* [Document passage]:
FEAR AND DEFIANCE: Reactions to the virus

Officials scrambled Tuesday to halt the spread of the burgeoning new virus, from northern Italy where troops were dispatched to enforce quarantines and schools were shuttered, to South Korea, where some neighbourhoods in a city of 2.5 million were brought to a near standstill.

New clusters of the illness popped up far from its apparent point of origin in China, fuelling apprehension in world financial markets and political institutions. The spread fueled an increased sense of urgency among officials in some of the wealthiest nations in Europe and Asia, as well as in countries like Iran, with far fewer resources to stem the disease. But many remained uncertain about how best to contain it.

“It’s a matter of speed and time: We must create a clear turning point within this week,” said President Moon Jae-in of South Korea, where the caseload grew by 144, with a total of 977 people sickened.

Cases of people who could have infected many others spurred fears.

Korean Air said one of its crew members tested positive, but the airline didn’t disclose the flights the employee had worked on. On a US military base in Daegu, the centre of infections in South Korea, officials said a 61-year-old widow of a US service member had also been infected. It was the first known case among people related to the thousands of US troops stationed in the country.

In the tiny Persian Gulf nation of Bahrain, one of those infected was a school bus driver who had transported students as recently as Sunday.

* [Record set]:

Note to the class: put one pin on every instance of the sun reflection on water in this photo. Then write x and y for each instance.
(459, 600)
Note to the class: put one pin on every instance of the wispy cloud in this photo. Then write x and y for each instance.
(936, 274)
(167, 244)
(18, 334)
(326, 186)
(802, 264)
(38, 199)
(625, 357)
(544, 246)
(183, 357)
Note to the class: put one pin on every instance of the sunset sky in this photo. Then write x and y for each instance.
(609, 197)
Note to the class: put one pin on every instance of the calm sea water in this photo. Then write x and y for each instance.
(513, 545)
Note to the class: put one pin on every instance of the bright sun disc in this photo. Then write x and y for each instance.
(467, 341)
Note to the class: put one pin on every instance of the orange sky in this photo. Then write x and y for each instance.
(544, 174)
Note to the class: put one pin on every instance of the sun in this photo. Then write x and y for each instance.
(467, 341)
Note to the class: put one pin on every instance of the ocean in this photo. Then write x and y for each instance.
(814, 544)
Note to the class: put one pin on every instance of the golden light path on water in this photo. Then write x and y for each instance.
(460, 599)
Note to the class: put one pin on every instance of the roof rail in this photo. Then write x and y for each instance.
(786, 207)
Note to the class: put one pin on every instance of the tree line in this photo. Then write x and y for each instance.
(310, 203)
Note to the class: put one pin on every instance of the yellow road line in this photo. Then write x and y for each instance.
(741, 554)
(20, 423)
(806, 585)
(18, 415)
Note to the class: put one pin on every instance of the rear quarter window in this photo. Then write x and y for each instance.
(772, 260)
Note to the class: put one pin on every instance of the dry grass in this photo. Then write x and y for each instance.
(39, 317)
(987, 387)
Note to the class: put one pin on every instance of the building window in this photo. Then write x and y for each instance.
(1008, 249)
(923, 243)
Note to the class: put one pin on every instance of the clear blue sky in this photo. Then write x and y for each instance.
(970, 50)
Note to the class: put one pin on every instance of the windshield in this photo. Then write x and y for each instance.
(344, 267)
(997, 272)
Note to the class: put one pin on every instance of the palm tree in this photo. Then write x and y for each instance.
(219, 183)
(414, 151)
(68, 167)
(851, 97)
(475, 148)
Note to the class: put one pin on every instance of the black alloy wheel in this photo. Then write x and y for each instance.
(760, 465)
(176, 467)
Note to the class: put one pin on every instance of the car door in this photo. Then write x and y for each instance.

* [What to produce]:
Answer these about the virus article:
1. What total number of people sickened in South Korea did the article report?
2. Which city does the article call the center of infections in South Korea?
3. What job did one of the infected people in Bahrain have?

* [Exercise answer]:
1. 977
2. Daegu
3. School bus driver